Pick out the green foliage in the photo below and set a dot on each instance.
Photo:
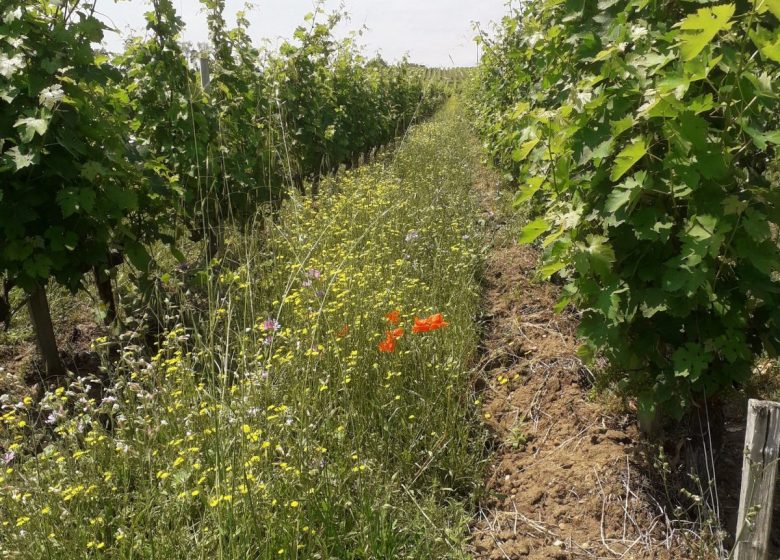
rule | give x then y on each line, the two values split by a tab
99	154
643	132
67	189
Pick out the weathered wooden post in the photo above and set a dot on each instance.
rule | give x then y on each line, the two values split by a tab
759	474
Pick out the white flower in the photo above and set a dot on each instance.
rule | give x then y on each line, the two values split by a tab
9	66
11	16
50	96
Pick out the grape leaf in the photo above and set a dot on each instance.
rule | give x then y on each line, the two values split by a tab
519	154
527	191
628	157
700	28
31	127
533	230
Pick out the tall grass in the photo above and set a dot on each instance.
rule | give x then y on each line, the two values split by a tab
266	423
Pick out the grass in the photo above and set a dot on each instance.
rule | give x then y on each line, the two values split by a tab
266	423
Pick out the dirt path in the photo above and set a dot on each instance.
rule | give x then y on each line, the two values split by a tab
564	481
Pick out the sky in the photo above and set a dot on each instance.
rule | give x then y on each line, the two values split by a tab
436	33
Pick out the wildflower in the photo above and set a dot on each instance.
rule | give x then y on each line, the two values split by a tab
394	317
388	344
430	324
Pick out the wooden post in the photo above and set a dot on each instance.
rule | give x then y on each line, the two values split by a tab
759	474
205	74
44	332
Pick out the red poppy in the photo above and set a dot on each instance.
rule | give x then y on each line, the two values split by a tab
387	345
430	324
394	317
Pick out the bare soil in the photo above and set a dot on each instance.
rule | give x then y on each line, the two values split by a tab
567	479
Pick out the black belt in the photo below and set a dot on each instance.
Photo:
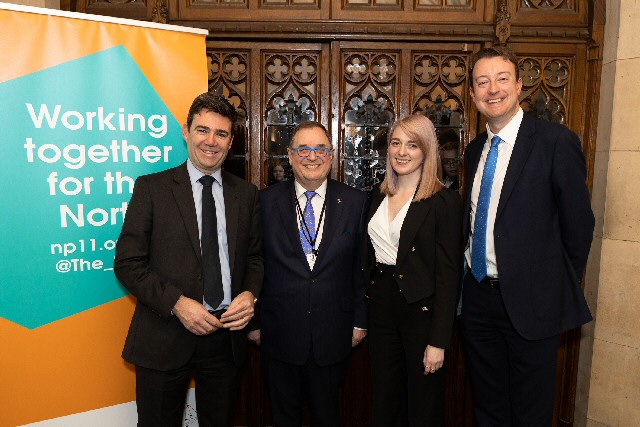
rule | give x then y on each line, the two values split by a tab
385	269
218	313
492	282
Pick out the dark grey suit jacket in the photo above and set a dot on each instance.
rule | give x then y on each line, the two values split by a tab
158	259
304	311
543	228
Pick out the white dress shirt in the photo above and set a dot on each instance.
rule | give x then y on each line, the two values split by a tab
508	134
385	234
317	202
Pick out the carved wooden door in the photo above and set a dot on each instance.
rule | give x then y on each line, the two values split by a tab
357	90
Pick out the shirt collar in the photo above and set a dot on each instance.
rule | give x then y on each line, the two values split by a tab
320	191
509	133
195	174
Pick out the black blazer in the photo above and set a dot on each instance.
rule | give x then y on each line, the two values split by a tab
158	259
543	228
303	310
428	262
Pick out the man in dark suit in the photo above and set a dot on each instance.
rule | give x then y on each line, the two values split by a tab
313	308
528	225
190	251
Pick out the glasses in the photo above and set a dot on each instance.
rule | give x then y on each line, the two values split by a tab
305	152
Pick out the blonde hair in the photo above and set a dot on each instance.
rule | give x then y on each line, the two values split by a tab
421	131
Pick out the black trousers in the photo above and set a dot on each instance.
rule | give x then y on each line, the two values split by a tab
513	378
289	385
398	337
160	395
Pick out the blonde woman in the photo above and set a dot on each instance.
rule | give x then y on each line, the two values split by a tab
412	258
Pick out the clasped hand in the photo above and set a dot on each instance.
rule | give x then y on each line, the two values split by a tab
196	319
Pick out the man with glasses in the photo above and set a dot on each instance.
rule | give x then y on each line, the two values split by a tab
190	251
312	308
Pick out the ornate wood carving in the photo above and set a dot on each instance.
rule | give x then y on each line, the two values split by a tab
160	11
290	93
548	4
440	86
368	97
546	87
228	76
503	22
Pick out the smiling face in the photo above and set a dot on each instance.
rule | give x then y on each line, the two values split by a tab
495	90
405	155
310	172
278	173
208	140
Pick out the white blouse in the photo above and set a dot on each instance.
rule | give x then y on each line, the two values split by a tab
385	234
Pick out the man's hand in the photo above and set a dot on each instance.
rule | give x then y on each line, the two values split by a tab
358	336
433	359
254	336
239	312
195	317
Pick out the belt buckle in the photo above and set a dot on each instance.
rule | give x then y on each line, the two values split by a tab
218	313
493	283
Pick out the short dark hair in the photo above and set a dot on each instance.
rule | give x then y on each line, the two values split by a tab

* * * * *

Leave out all images, then reproduce the entries above exactly.

Pick out the green foliage in the photo below and set a dot on each instance.
Photo:
rule | give x then y on each line, the two values split by a tab
99	154
643	132
67	189
Pick out the weathered wooden post in the photo above and set a dot on each instance.
rule | give x then y on each line, the two values split by a tab
759	474
Pick out the white flower in the photo above and set a dot on each instance.
rule | give x then y on each line, the two values split by a tab
9	66
11	16
50	96
Pick out the grape leaf in the photo above and set a dot on each instance.
rule | give x then y on each line, the two values split by a tab
519	154
527	191
628	157
700	28
31	127
533	230
Pick out the tall grass in the photo above and set a dot on each instance.
rule | give x then y on each line, the two values split by a tab
266	423
Pick out the grass in the photo above and set a dot on each instance.
rule | give x then y on each line, the two values split by a tab
266	423
Pick out the dirt path in the photo above and set a dot on each instance.
rule | give x then y on each line, the two values split by a tab
564	481
Pick out the sky in the photo above and set a dot on each instance.
rule | give x then y on each line, the two values split by a tab
436	33
Pick out the wildflower in the photo above and set a dot on each instance.
rule | give x then y on each line, the two values split by a tab
394	317
388	344
430	324
Pick out the wooden post in the photo above and set a dot on each instance.
rule | give x then y on each line, the two values split by a tab
759	474
205	74
44	332
Pick out the red poppy in the photo above and set a dot on each instance.
rule | give x then y on each line, the two values split by a tab
387	345
430	324
394	317
Pick out the bare soil in the photo above and set a dot on each instance.
rule | give x then y on each line, the two values split by a tab
567	479
Pick out the black belt in the photo below and set a dot on each instance.
Photo:
rule | give x then y on each line, the two values split by a tab
385	269
218	313
492	282
Pick out the dark grey suit jacket in the photo above and set a dot on each instance.
rule | give x then y on each line, the two values split by a tab
158	259
304	311
543	228
Pick out the white dress shirt in the photo above and set a dot on each instance.
rule | give x then y on each line, the two values split by a tab
508	134
385	234
317	202
Pick out the carved wooden door in the photo above and set a dot on each instance.
rule | give x then y on each line, the two values split by a tab
357	90
Pick out the shirt collar in the photo above and set a dot on each instance.
rule | give x then y on each line, the two values split by a tab
320	191
509	133
195	174
Pick out the black blazer in the photo above and set a dot on each instance.
rule | give x then y on each line, the two values split by a tab
158	259
543	228
303	310
428	262
Pick out the man in dark suit in the photo above and set a dot on each instance.
rule | give x then y on each line, the two values split by a tab
313	308
528	225
190	251
Pick out the glasses in the photo above and set a dot on each instance.
rule | give x then y on each line, the two values split by a tab
305	152
Pick out the blonde hair in the photo above and set a dot on each instance.
rule | give x then y on each line, the two values split by a tab
421	131
Pick out the black trousers in the photo above and set a dot on each instance.
rule | give x then y on each line, the two values split by a tab
513	378
289	385
398	337
160	395
Pick out the blonde woman in the photo above and set a dot on each instance.
rule | give x then y on each line, the two values split by a tab
412	258
Pick out the clasped hand in the photo above and set a dot on each instance.
rule | give x then y on each line, the two values split by a tab
196	319
Pick out the man with glasses in the photo above and set a dot on each instance.
rule | give x then y on each line, the two values split by a tab
190	251
312	308
Pick out the ornate wood carving in the photo above and set a dot on each instance.
rule | give x then y on each line, the two values split by a tab
160	11
290	93
548	4
440	86
368	97
546	87
228	76
503	22
Pick out the smiling face in the photo above and set a dot on each instance.
rule | give x then y on each line, the two values split by a tab
495	90
405	155
310	172
278	173
208	140
Pick out the white blouse in the photo above and set a dot on each instance.
rule | give x then y on each line, the two values split by a tab
385	234
Pick out the man's hand in the photo above and set a dot on each instance.
rule | give x then y on each line, the two values split by a tab
358	336
433	359
254	336
239	312
195	317
Pick out the belt buckle in the photo above and set a dot on each instance.
rule | give x then y on each line, the two values split by a tab
218	313
493	283
Pick out the short dark hair in the photo above and set a dot on each instance.
rule | give x then y on each line, the two values split by a tab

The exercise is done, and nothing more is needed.